What the task requires: Could you write out, word for word, each line from the one containing "Pin each instance of the navy" to the last line of the data below, both included and nothing more?

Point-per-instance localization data
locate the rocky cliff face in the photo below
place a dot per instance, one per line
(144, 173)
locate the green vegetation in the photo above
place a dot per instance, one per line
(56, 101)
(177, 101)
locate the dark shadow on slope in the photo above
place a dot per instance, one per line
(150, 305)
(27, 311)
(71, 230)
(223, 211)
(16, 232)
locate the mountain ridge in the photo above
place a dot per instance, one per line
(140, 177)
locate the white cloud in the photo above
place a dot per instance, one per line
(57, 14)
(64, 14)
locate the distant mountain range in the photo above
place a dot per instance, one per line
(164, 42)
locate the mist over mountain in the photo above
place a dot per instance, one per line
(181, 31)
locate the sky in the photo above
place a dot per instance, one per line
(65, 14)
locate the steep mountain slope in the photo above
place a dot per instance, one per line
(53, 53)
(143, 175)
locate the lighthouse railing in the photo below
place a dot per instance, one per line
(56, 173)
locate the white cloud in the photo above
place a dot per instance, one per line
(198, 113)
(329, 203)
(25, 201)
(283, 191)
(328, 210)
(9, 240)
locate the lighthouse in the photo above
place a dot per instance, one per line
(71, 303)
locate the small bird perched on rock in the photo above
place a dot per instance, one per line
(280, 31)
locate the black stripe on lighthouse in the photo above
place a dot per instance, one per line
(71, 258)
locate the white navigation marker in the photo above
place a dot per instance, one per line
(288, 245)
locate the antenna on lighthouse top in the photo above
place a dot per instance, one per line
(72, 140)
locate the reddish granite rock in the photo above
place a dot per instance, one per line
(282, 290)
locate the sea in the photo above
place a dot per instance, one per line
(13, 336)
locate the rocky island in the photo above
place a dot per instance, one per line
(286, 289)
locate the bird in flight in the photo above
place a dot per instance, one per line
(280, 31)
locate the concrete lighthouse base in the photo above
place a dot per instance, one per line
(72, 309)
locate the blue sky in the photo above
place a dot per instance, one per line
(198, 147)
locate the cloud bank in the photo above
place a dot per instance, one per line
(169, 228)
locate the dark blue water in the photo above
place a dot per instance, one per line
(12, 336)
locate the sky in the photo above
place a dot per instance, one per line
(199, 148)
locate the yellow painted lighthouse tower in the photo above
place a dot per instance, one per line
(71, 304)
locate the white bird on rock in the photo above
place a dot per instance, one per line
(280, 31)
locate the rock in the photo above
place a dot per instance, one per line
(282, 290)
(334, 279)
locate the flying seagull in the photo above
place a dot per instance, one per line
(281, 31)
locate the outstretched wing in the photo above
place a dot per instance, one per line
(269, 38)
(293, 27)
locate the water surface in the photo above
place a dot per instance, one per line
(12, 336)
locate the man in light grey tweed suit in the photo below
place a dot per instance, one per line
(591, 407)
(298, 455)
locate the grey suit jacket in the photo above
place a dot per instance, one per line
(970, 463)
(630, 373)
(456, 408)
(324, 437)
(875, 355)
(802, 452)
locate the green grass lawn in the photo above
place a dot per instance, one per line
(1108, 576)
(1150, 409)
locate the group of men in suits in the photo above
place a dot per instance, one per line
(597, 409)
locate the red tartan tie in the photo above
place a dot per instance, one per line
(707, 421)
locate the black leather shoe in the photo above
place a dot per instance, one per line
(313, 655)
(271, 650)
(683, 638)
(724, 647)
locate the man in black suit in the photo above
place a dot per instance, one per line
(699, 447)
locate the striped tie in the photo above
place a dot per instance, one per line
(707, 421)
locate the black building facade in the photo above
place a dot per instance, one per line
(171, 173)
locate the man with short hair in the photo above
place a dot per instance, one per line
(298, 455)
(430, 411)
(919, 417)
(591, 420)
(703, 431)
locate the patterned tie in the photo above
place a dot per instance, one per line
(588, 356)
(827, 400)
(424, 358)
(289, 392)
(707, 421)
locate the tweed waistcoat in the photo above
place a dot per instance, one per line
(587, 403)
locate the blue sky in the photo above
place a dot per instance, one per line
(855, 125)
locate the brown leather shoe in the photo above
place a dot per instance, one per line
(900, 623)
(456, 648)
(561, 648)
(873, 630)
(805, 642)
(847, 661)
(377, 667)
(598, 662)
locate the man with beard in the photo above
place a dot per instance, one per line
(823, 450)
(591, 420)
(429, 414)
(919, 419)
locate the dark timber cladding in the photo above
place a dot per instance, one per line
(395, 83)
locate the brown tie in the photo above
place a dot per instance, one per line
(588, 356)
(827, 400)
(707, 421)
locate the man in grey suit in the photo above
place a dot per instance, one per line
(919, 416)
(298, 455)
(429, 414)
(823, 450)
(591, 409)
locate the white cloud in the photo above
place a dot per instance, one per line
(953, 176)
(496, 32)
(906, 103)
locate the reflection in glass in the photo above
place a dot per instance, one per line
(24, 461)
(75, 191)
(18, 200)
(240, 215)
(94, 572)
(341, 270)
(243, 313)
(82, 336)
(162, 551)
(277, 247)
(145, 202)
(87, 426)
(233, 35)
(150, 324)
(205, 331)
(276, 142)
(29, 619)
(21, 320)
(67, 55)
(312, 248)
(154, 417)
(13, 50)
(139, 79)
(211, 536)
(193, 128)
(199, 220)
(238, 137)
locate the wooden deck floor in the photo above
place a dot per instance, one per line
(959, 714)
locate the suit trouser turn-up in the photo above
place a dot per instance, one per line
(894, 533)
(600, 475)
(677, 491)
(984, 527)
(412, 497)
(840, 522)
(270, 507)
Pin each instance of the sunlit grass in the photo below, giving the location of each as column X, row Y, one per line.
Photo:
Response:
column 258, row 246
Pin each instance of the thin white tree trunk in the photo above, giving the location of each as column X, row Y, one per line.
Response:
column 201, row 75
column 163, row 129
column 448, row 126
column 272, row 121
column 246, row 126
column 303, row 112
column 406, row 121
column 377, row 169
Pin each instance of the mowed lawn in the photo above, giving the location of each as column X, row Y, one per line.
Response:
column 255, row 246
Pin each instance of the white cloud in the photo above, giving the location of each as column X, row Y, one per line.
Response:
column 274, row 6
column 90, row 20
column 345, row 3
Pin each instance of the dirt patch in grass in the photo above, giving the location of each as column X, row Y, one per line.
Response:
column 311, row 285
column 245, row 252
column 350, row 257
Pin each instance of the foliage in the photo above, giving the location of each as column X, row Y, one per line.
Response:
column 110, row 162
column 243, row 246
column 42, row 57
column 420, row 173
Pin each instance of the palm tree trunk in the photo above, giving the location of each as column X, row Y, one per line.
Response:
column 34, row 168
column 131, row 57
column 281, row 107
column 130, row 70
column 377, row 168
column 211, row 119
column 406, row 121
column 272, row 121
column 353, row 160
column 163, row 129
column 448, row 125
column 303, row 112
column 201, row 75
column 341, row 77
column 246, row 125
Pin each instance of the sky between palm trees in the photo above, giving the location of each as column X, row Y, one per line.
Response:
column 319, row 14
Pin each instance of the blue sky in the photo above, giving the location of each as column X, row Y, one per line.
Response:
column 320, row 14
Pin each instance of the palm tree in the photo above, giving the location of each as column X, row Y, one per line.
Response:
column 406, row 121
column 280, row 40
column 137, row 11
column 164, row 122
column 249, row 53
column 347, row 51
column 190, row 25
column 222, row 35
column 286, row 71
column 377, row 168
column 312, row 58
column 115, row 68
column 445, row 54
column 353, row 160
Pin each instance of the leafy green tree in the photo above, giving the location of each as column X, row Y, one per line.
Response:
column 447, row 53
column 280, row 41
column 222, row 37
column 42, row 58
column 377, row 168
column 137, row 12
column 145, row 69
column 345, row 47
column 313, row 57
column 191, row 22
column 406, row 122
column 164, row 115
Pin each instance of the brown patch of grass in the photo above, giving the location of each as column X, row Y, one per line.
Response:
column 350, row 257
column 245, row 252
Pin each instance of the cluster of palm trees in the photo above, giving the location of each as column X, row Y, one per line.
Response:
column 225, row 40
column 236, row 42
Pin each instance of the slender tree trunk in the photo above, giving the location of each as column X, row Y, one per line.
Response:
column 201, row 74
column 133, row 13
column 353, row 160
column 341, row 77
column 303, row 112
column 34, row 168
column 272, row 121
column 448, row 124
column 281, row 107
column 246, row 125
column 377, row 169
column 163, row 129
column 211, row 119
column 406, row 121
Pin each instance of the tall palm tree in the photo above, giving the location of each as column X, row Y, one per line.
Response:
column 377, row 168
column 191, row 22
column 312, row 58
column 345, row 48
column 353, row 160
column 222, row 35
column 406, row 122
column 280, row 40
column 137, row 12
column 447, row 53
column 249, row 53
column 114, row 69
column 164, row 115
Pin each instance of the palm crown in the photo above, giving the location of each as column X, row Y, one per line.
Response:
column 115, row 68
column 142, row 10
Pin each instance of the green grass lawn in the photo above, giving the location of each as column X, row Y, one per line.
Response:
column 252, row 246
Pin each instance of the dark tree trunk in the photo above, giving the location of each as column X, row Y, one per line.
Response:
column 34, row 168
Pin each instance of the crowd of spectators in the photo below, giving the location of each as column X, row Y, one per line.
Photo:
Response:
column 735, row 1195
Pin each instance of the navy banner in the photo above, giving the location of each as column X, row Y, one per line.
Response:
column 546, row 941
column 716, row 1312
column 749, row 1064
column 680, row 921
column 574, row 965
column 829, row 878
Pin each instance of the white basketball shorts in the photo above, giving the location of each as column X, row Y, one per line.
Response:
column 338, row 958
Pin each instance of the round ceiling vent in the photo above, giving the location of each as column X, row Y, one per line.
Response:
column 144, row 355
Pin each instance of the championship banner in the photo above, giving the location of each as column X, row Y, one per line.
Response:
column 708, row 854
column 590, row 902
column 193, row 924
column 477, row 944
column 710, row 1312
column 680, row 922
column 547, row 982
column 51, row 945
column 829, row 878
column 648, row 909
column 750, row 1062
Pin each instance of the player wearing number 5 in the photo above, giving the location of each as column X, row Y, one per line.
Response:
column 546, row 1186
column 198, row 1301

Response to the exercise:
Pin each instance of the navy banner in the photo above, giving the location of each as column X, row Y, one per line.
Response:
column 546, row 941
column 716, row 1312
column 749, row 1064
column 680, row 921
column 574, row 965
column 829, row 878
Pin each instance of the white basketball shorts in the photo above, giving the location of each as column X, row Y, one per line.
Response:
column 338, row 958
Pin each instance of the round ceiling vent in the photo above, giving the location of each as column X, row Y, one per line.
Response:
column 144, row 355
Pin each instance of the championship banner in the photo above, giving the location of each as column X, row Y, one per line.
Response:
column 708, row 854
column 590, row 902
column 193, row 924
column 477, row 944
column 710, row 1312
column 680, row 922
column 547, row 982
column 51, row 945
column 829, row 878
column 648, row 909
column 750, row 1062
Pin each instance of the player wearing number 5 in the photo above, giving the location of each as column X, row Y, one per line.
Response:
column 546, row 1186
column 198, row 1301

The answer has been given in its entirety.